Update the lines starting with the one containing "Would you please place a dot on the palm" and going on through the one containing "point(554, 81)" by replacing "palm tree" with "coconut palm" and leaving everything else unchanged. Write out only those lines, without the pictures.

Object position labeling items

((

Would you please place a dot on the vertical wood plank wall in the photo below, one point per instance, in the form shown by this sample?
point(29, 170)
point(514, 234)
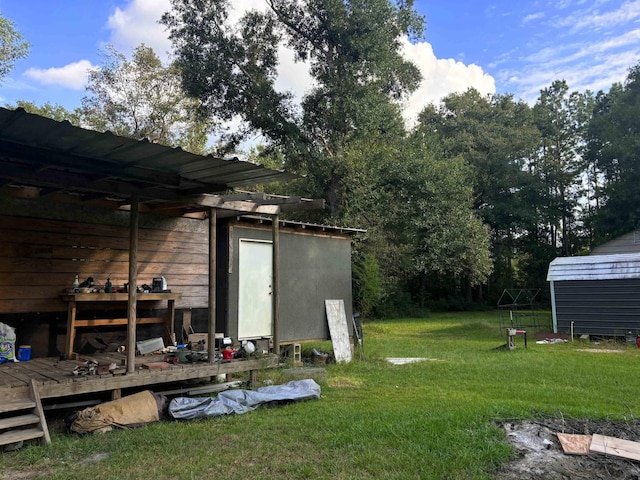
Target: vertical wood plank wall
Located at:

))
((

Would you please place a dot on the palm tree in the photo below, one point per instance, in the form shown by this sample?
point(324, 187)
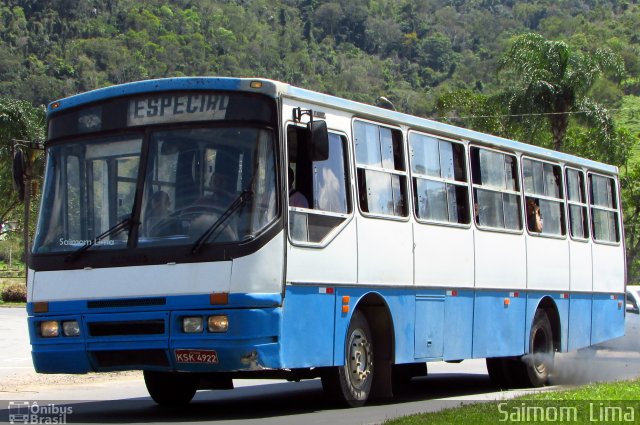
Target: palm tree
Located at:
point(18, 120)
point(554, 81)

))

WRITTEN REPLY =>
Would you please place a dot on the coconut palm in the photo below, one point per instance, in the form shown by this sample?
point(324, 187)
Target: coconut palm
Located at:
point(18, 120)
point(554, 81)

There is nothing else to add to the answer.